Okunacak bölüm:
####################
Türkiye’nin bir çok Büyükşehir’inde , ilinde su, elektrik, ulaşım, ekmek gibi ücretlerde ciddi indirimler yapıldı ve projeler üretildi. Kayseri’de ise  halen ne indirim var ne projesi. ‘afişli, kitapçık’ anlatımları ile günü kurtaran ‘klasik evladiyelik’ yatırımlarla övünülüyor. Bunları tanıtırken de şehrin her yerine dikilen billboardlar, eski terminalin çevresindeki afişler gibi hiç te güzel olmayan kirlilikler ‘homurtuları’ ve tepkileri artırıyor.  Zeynel Abidin türbesi arkasında ki ‘ucube’ye tepkileri yazmaktan ben utanır oldum. Ama duyan, ciddiye alan var mı bilmiyorum. Yansımaları elbette sandığa yansıyacak.
####################
Verilen görev 1:
Kayseri üzerine okunacak bölümde tepkileri artıran kirlilikler olarak neler sayılıyor?
Verilen görev 2:
Lütfen Kayseri üzerine okunacak bölümü son cümlesinden sonra sürdürün.

Satır listesi:
####################
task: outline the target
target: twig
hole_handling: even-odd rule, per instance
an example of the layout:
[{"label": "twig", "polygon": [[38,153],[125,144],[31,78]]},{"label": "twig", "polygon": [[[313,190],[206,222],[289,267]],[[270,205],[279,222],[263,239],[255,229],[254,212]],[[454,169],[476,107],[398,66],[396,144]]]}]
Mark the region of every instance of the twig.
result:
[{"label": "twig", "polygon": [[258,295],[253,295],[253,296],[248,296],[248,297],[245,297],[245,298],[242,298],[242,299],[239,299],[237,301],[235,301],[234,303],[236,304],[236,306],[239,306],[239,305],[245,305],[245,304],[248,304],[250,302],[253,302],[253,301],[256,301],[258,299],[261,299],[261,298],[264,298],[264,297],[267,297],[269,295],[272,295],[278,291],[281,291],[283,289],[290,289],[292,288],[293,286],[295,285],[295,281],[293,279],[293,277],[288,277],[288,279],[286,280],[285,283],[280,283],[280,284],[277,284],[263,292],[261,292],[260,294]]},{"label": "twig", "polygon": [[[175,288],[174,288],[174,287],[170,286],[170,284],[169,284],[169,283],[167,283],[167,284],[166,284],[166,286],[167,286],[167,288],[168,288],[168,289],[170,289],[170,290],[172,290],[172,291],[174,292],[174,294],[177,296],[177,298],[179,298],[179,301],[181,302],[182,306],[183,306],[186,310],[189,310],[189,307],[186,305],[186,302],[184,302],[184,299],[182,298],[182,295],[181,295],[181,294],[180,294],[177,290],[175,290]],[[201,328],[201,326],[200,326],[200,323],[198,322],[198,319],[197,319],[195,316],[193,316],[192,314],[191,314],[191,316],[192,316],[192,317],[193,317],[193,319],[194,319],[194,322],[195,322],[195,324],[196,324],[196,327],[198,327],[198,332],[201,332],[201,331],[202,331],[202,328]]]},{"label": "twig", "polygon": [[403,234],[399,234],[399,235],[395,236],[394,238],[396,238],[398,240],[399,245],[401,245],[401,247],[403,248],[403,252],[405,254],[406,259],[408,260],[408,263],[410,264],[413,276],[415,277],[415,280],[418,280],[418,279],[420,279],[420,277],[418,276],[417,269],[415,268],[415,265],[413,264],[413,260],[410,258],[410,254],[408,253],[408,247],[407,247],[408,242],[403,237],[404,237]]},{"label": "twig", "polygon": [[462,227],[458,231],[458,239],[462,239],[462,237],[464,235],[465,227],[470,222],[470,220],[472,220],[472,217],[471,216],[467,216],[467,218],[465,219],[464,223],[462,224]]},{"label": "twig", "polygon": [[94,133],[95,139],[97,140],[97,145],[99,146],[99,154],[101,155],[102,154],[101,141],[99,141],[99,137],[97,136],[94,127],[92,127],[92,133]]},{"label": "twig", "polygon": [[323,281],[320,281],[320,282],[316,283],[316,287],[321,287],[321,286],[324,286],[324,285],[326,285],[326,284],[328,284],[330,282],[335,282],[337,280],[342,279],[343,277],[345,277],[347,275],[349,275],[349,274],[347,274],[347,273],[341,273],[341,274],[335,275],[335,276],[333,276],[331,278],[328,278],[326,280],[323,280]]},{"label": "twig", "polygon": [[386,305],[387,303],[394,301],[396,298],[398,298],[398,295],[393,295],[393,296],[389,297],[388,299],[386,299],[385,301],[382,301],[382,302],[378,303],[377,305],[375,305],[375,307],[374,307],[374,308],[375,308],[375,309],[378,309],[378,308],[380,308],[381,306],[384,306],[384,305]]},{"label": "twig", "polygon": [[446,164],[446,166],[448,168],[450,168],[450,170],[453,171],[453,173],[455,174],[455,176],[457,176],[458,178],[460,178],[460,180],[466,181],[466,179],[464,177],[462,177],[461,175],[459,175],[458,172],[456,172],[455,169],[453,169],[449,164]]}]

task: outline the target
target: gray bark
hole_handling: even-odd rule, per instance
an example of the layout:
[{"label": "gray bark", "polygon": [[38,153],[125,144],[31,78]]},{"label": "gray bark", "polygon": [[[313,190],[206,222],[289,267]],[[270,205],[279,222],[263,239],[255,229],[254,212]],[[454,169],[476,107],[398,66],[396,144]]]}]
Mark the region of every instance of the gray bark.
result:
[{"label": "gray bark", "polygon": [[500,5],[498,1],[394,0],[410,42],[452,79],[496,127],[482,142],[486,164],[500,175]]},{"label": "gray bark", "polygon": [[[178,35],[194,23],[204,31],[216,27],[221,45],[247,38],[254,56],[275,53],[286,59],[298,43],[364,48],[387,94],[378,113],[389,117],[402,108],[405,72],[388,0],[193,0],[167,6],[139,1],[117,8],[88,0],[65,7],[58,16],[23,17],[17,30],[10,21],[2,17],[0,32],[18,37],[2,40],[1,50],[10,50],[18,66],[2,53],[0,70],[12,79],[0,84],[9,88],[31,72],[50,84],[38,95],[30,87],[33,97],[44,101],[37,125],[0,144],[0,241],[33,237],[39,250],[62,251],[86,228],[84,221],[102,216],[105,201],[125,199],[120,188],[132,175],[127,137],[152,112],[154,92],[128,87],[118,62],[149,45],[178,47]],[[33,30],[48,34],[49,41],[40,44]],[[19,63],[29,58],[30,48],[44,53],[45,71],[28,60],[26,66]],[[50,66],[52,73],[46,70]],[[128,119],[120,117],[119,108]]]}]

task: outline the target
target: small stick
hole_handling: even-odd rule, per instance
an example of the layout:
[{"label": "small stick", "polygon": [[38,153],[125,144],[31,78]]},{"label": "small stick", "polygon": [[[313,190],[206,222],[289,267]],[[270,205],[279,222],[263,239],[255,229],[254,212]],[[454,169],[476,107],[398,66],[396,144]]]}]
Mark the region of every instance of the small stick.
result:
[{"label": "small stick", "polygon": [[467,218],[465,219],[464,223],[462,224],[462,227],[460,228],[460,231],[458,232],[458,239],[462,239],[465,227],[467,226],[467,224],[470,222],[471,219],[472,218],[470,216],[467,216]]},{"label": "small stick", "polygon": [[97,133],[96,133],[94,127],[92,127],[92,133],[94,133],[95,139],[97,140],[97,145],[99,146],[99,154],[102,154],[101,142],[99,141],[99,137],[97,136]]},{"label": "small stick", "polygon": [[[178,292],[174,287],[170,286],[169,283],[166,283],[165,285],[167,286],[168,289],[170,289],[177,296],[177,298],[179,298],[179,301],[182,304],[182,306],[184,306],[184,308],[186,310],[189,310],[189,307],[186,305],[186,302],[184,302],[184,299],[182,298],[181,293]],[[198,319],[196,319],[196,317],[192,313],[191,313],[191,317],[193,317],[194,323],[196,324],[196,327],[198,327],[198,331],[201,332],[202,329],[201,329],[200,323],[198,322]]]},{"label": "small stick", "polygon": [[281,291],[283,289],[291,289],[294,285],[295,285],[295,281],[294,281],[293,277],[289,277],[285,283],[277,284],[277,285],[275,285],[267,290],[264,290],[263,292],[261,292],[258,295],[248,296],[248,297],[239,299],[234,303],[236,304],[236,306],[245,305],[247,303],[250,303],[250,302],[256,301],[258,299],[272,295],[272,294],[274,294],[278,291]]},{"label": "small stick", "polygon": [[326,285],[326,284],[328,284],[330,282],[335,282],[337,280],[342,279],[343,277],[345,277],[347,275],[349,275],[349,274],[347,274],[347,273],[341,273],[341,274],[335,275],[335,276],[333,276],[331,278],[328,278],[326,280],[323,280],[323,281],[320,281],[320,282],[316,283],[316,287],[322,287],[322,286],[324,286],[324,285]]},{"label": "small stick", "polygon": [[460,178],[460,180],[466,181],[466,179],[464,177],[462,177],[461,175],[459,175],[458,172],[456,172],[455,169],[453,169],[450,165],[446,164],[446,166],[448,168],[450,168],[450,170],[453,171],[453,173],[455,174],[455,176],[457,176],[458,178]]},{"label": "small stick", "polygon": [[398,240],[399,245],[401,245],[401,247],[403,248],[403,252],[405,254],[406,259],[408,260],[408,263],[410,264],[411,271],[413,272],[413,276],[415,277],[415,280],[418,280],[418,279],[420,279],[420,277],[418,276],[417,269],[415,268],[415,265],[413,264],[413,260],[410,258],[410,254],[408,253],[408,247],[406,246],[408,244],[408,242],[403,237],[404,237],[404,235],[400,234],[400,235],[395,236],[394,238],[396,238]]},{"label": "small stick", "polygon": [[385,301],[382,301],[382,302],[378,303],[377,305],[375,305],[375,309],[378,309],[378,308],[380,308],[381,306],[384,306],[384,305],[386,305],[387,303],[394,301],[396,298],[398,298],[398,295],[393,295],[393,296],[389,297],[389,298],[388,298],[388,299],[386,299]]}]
####################
Görev çıktısı 1:
Şehrin her yerine dikilen billboardlar ve eski terminalin çevresindeki afişler.

Görev çıktısı 2:
***

Bir de, yollara döşenen bazı taşlar Erciyes’teki kayakçıları kıskandırıyor. Hastanelerin ortapedi servisleri kırık-çıkıklarla doldu. Yere serilen kar halıları da işe yaramıyor. Adam gibi hizmet yapılmayınca her yıl aynı rezalet tekrarlanıyor. Kayseri artık eskisi gibi ‘övünecek’ kaliteli hizmetleri, yatırımları, şehri savunacak, masaya vurduğunda ses getirecek politikacıları, bürokratları bekliyor.

Yalan mı?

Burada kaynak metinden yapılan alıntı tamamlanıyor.